Objective >> Transcribe only what runs from the line containing "Tag every instance of the bottle" through the final line below, exactly, and leave every picture out.

Supplied records >>
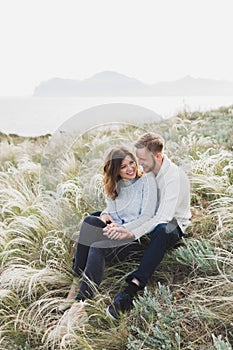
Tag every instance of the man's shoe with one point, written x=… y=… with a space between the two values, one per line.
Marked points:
x=122 y=302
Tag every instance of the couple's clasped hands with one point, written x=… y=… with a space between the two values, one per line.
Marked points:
x=113 y=231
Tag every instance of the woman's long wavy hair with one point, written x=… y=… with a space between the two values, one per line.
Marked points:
x=112 y=167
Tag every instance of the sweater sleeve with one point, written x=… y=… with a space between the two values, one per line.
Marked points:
x=167 y=205
x=110 y=206
x=149 y=202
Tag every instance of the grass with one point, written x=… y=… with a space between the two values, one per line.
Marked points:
x=45 y=195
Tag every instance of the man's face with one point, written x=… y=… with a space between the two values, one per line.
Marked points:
x=146 y=159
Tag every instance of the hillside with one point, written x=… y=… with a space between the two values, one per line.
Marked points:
x=188 y=302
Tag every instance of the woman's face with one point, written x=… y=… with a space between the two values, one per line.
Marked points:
x=128 y=168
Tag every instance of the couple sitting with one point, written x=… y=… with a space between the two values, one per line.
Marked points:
x=156 y=203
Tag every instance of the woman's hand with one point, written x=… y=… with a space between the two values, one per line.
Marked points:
x=117 y=232
x=106 y=218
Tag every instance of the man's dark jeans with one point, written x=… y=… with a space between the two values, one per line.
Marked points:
x=163 y=237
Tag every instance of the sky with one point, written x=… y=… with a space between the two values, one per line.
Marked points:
x=150 y=40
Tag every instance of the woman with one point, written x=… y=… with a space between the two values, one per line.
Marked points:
x=129 y=195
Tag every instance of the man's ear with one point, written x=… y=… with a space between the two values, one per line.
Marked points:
x=159 y=157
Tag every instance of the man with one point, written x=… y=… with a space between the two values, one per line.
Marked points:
x=166 y=227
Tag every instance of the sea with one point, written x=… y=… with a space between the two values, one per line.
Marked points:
x=36 y=116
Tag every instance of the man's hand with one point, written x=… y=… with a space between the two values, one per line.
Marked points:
x=117 y=232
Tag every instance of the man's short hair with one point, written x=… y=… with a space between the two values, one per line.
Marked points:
x=151 y=141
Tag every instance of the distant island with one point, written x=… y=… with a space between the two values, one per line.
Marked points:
x=109 y=83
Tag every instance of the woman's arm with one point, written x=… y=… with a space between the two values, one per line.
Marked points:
x=148 y=204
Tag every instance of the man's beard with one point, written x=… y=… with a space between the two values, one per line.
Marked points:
x=153 y=167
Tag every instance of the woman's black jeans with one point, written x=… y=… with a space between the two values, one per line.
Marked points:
x=93 y=250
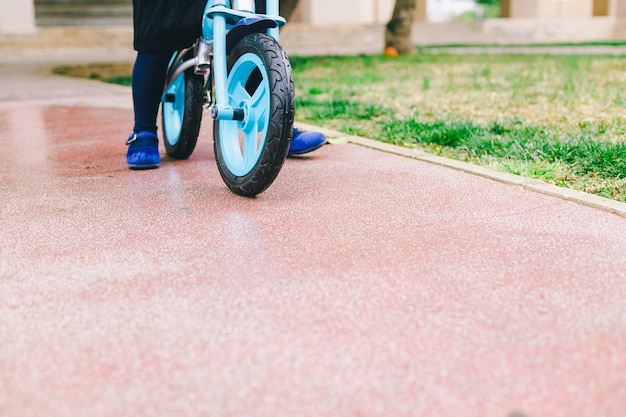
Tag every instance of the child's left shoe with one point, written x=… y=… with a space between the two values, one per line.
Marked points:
x=305 y=142
x=143 y=151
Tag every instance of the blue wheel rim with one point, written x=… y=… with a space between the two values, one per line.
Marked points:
x=242 y=142
x=173 y=112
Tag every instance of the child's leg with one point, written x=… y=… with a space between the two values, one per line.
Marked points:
x=148 y=79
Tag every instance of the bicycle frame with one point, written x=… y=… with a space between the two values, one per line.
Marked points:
x=220 y=23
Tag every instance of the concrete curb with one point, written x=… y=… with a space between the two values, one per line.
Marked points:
x=575 y=196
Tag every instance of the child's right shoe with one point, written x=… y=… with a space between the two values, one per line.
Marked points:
x=143 y=151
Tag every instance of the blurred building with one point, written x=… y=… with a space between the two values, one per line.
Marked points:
x=331 y=26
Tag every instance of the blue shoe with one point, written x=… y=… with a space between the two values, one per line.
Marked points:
x=305 y=142
x=143 y=151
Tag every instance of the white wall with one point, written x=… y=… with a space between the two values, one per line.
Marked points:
x=17 y=17
x=442 y=10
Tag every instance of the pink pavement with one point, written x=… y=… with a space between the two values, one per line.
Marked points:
x=361 y=283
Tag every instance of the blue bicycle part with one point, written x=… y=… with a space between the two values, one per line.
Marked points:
x=251 y=144
x=181 y=109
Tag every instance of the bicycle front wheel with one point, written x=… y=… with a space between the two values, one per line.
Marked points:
x=251 y=152
x=181 y=112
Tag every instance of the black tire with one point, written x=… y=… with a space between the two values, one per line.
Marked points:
x=181 y=113
x=278 y=131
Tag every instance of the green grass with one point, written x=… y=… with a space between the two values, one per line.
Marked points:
x=560 y=119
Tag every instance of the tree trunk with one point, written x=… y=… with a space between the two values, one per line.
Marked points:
x=287 y=7
x=398 y=30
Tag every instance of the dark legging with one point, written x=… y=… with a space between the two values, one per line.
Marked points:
x=147 y=83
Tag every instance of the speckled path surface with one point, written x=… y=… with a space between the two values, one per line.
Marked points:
x=360 y=284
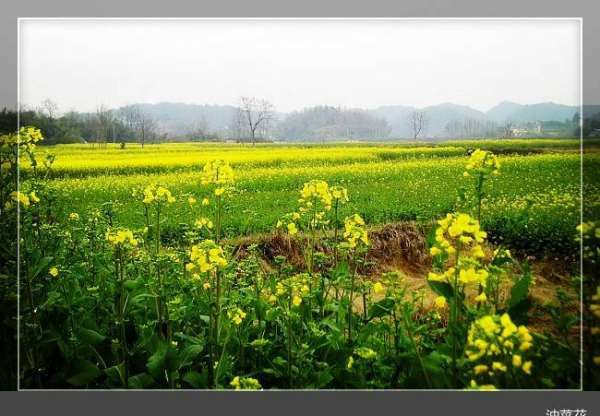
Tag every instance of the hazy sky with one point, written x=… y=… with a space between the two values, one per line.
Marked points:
x=81 y=64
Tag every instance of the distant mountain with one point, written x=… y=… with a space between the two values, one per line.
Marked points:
x=510 y=111
x=436 y=116
x=179 y=119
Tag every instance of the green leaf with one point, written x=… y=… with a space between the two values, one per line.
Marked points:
x=196 y=380
x=189 y=353
x=323 y=379
x=156 y=362
x=89 y=336
x=42 y=265
x=520 y=291
x=115 y=374
x=442 y=288
x=382 y=308
x=84 y=373
x=140 y=381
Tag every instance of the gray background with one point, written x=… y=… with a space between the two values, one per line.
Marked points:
x=588 y=9
x=290 y=403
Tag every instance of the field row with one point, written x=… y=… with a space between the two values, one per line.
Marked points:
x=88 y=160
x=380 y=192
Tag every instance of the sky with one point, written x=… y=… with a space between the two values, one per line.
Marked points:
x=83 y=64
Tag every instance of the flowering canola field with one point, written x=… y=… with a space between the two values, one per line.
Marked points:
x=144 y=269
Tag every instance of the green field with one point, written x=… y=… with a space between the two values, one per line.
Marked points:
x=387 y=183
x=287 y=282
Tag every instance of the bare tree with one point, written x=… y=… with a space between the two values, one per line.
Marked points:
x=417 y=123
x=130 y=115
x=146 y=126
x=507 y=129
x=257 y=113
x=49 y=108
x=103 y=122
x=139 y=121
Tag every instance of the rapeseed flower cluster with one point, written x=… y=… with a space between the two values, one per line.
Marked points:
x=355 y=233
x=295 y=287
x=23 y=199
x=217 y=172
x=365 y=353
x=203 y=222
x=495 y=345
x=205 y=257
x=158 y=194
x=459 y=231
x=236 y=315
x=482 y=162
x=121 y=238
x=245 y=383
x=315 y=192
x=339 y=194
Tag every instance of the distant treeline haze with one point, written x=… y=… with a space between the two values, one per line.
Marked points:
x=255 y=120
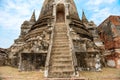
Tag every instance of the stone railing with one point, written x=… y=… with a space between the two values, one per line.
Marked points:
x=47 y=64
x=71 y=47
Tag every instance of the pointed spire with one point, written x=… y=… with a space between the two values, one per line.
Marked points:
x=33 y=19
x=84 y=19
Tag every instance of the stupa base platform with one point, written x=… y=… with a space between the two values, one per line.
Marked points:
x=81 y=78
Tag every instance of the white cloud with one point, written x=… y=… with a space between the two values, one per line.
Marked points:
x=12 y=15
x=98 y=2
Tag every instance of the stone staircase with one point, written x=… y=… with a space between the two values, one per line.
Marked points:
x=61 y=63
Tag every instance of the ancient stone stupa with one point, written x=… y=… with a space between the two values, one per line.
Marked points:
x=58 y=41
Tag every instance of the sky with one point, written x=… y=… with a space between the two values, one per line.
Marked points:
x=14 y=12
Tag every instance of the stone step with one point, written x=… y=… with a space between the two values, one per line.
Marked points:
x=64 y=45
x=60 y=75
x=70 y=59
x=62 y=71
x=59 y=52
x=61 y=48
x=60 y=43
x=61 y=40
x=60 y=36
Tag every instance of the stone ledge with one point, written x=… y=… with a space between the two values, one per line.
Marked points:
x=82 y=78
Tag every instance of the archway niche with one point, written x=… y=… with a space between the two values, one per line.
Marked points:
x=60 y=13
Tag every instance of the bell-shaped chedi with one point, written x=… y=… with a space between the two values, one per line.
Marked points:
x=58 y=41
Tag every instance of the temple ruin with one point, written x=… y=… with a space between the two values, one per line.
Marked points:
x=59 y=41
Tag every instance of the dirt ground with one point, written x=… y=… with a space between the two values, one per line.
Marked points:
x=9 y=73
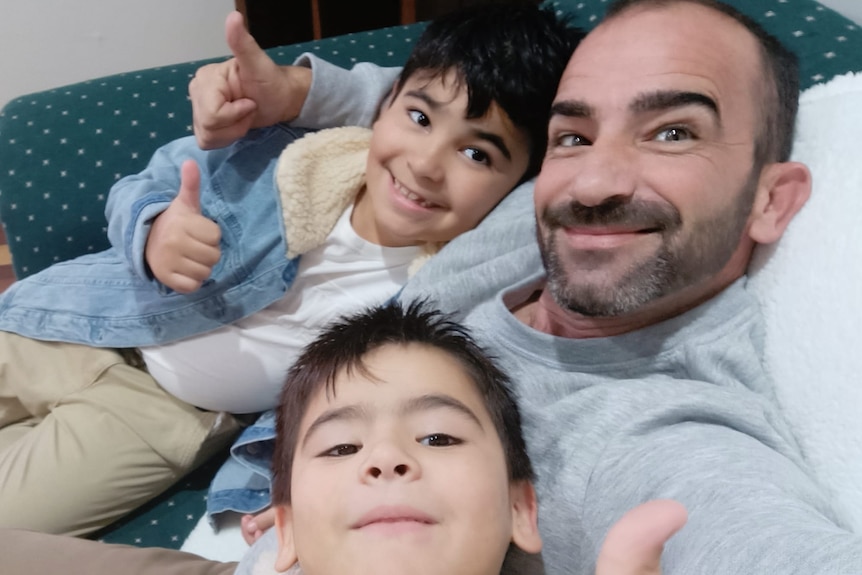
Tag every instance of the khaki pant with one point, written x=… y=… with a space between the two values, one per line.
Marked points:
x=85 y=438
x=30 y=553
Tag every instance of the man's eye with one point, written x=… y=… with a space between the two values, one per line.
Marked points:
x=439 y=440
x=674 y=135
x=477 y=155
x=572 y=140
x=419 y=118
x=341 y=450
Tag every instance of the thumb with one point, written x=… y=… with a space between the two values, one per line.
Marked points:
x=242 y=44
x=635 y=543
x=190 y=186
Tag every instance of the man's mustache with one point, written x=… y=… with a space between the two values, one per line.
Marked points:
x=638 y=215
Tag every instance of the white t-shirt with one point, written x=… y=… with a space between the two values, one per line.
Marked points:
x=241 y=367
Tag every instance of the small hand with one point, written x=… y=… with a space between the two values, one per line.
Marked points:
x=635 y=543
x=183 y=245
x=247 y=91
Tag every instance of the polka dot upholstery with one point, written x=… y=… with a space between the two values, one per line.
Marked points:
x=62 y=149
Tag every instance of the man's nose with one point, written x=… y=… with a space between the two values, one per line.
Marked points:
x=602 y=174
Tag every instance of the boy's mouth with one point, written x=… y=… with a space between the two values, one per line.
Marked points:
x=413 y=196
x=392 y=516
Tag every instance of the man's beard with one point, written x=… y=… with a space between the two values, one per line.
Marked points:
x=681 y=260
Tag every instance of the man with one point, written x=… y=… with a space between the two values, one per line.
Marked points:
x=635 y=349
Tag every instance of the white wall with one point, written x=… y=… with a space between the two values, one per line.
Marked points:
x=49 y=43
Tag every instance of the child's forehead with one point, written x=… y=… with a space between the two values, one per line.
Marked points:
x=400 y=370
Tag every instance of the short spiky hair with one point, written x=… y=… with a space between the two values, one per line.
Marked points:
x=780 y=69
x=511 y=54
x=343 y=346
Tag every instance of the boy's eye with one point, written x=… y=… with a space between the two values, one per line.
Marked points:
x=341 y=450
x=419 y=118
x=572 y=140
x=439 y=440
x=675 y=134
x=477 y=155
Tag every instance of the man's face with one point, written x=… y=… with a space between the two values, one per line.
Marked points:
x=648 y=182
x=400 y=472
x=432 y=173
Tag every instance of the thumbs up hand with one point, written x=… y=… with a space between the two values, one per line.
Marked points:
x=634 y=544
x=247 y=91
x=183 y=245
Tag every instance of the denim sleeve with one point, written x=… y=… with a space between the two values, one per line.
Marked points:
x=135 y=200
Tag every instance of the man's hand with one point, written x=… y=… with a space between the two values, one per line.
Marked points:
x=247 y=91
x=634 y=544
x=183 y=245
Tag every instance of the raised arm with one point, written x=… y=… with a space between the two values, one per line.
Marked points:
x=251 y=91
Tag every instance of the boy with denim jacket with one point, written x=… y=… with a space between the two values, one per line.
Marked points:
x=201 y=284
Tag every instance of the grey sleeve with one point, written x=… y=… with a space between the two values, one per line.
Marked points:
x=751 y=508
x=340 y=97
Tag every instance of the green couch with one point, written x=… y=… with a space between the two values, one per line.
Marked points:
x=62 y=149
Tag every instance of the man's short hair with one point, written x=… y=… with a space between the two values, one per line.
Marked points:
x=511 y=54
x=780 y=100
x=343 y=346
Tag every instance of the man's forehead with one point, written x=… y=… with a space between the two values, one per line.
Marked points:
x=683 y=46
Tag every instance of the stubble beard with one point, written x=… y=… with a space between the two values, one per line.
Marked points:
x=684 y=258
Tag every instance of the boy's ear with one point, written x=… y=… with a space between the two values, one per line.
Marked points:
x=525 y=517
x=783 y=189
x=284 y=532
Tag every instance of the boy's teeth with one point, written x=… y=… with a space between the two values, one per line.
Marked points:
x=413 y=196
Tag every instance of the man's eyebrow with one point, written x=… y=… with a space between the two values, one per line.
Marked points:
x=348 y=412
x=438 y=401
x=571 y=109
x=667 y=100
x=494 y=139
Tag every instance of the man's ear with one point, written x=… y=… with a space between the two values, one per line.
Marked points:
x=284 y=532
x=525 y=517
x=783 y=189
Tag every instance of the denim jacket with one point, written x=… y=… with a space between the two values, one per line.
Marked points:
x=110 y=299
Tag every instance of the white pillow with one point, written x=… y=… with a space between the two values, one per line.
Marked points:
x=810 y=286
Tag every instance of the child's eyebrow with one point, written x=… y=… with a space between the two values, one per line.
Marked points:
x=437 y=401
x=337 y=414
x=494 y=139
x=417 y=404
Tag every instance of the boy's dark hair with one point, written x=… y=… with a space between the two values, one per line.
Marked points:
x=780 y=67
x=513 y=54
x=345 y=344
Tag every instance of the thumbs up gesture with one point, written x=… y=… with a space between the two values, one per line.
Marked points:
x=247 y=91
x=634 y=545
x=183 y=245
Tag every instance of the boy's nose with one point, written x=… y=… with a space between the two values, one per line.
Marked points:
x=427 y=163
x=389 y=461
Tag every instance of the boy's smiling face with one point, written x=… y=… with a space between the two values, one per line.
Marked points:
x=402 y=471
x=432 y=173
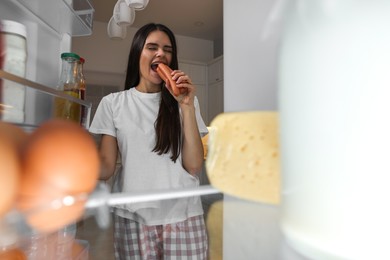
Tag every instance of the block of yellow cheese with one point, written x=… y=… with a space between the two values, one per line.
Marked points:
x=243 y=155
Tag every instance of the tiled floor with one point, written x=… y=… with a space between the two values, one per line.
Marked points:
x=101 y=240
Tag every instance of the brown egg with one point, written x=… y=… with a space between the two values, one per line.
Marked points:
x=62 y=154
x=60 y=158
x=12 y=254
x=10 y=164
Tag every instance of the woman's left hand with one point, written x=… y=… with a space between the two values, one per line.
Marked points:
x=184 y=84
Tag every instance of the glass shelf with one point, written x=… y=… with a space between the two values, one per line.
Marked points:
x=40 y=97
x=74 y=17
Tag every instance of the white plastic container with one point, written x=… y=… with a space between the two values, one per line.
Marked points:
x=14 y=48
x=335 y=128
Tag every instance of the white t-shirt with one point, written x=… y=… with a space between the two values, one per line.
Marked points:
x=130 y=116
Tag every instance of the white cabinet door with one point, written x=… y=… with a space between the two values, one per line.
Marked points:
x=201 y=94
x=215 y=71
x=197 y=72
x=198 y=75
x=215 y=100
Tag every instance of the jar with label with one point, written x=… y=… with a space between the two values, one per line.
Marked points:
x=82 y=88
x=70 y=85
x=13 y=57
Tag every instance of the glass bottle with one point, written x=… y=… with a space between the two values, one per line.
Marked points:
x=70 y=85
x=82 y=89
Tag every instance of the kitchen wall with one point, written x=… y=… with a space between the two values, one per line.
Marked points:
x=109 y=56
x=106 y=59
x=251 y=40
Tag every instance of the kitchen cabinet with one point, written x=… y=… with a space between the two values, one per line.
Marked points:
x=198 y=73
x=215 y=70
x=215 y=89
x=215 y=100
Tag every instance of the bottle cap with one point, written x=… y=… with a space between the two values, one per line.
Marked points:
x=70 y=55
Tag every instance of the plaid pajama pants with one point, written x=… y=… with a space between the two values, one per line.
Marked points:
x=182 y=240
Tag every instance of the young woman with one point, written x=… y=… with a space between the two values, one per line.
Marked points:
x=158 y=137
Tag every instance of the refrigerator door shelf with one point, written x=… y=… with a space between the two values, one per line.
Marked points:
x=74 y=17
x=31 y=121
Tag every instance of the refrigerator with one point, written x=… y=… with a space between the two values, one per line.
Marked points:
x=49 y=26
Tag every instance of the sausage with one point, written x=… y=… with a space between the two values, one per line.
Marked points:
x=165 y=73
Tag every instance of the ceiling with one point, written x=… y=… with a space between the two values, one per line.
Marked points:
x=193 y=18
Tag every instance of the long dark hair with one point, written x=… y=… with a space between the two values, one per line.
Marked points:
x=167 y=124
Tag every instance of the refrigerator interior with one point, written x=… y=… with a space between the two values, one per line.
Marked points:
x=50 y=26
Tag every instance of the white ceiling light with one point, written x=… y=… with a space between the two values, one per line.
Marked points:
x=137 y=4
x=123 y=14
x=115 y=31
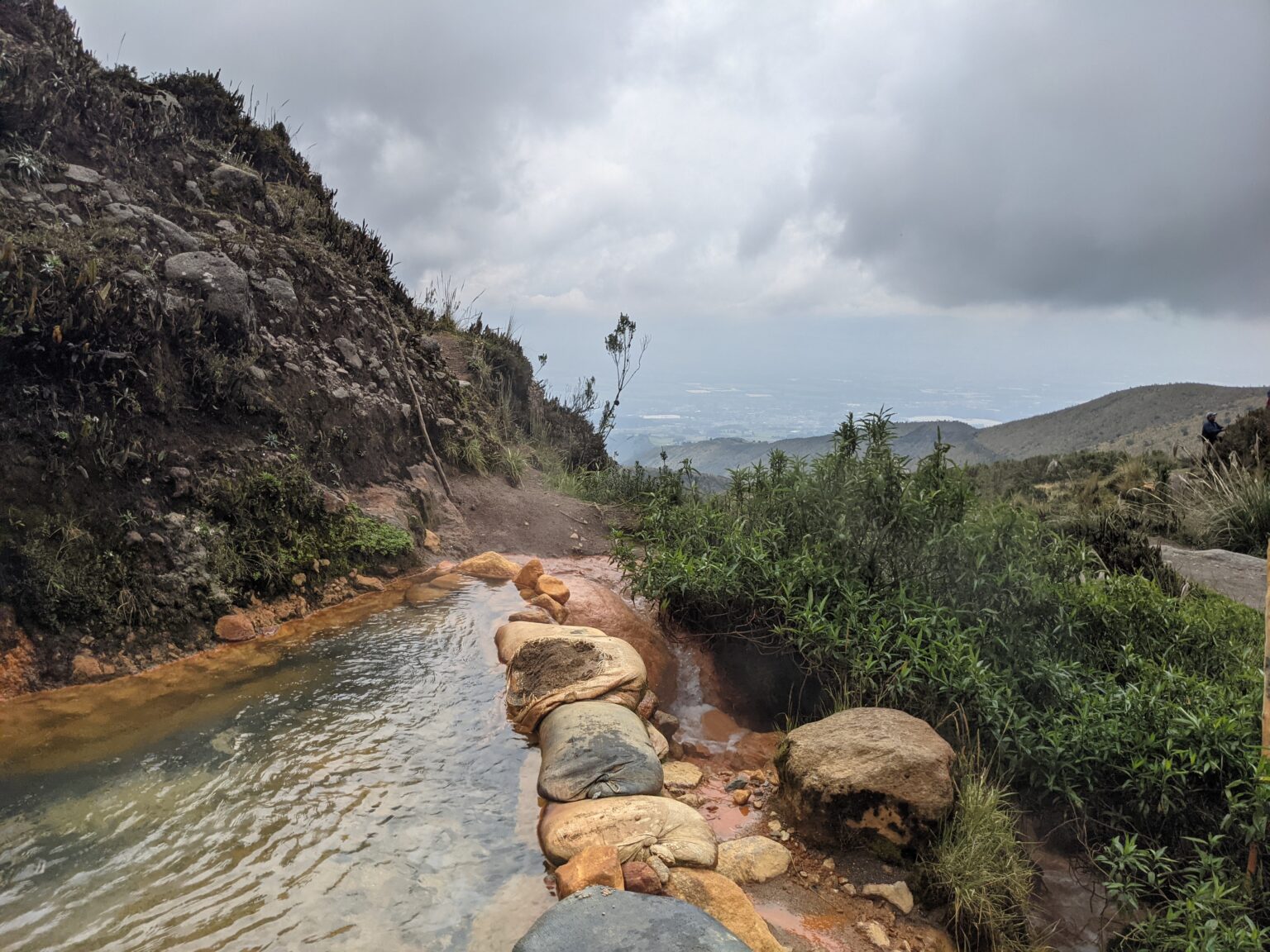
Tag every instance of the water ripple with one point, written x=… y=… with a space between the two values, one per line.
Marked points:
x=358 y=790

Task response >>
Tag every instance of the bottle cap with one point, written x=… y=… with a space between the two values, one per line.
Marked points:
x=70 y=55
Tag every instance of the plaid pajama pants with one point, written x=… y=… with a space between the two values, one per line.
Marked points:
x=182 y=240
Tag every instance of the young woman with one point, written x=… y=… with a space between the two values, one per line.
Marked points:
x=158 y=137
Tag every instance of the refrigerator door shelf with one point, written x=… y=… with a space between the two values, one per line.
Marked points:
x=74 y=17
x=31 y=121
Tag every instance of the refrigerator with one point, written x=… y=… with a space between the two values, one per line.
Marked points:
x=49 y=26
Tag every instance of the sausage with one point, written x=… y=… with a space between the two values, one per line.
Marked points:
x=165 y=73
Tag every instance of the ceiling with one point, written x=… y=… with a space between the two values, one per line.
Marked points:
x=193 y=18
Tag every instance of the long dark hair with one point, written x=… y=… with a space between the two values, one per line.
Marked points:
x=167 y=124
Tag every instance of the refrigerator interior with one point, written x=… y=… with a space between the two values, one per line.
Marked points:
x=50 y=26
Tag every instance of the white ceiling light with one point, written x=… y=… with a space between the two values, one per line.
Marked points:
x=137 y=4
x=123 y=14
x=115 y=31
Tag every instance of the water ripple with one point, written x=… y=… with a space between the two values, one per line.
Marked points:
x=358 y=790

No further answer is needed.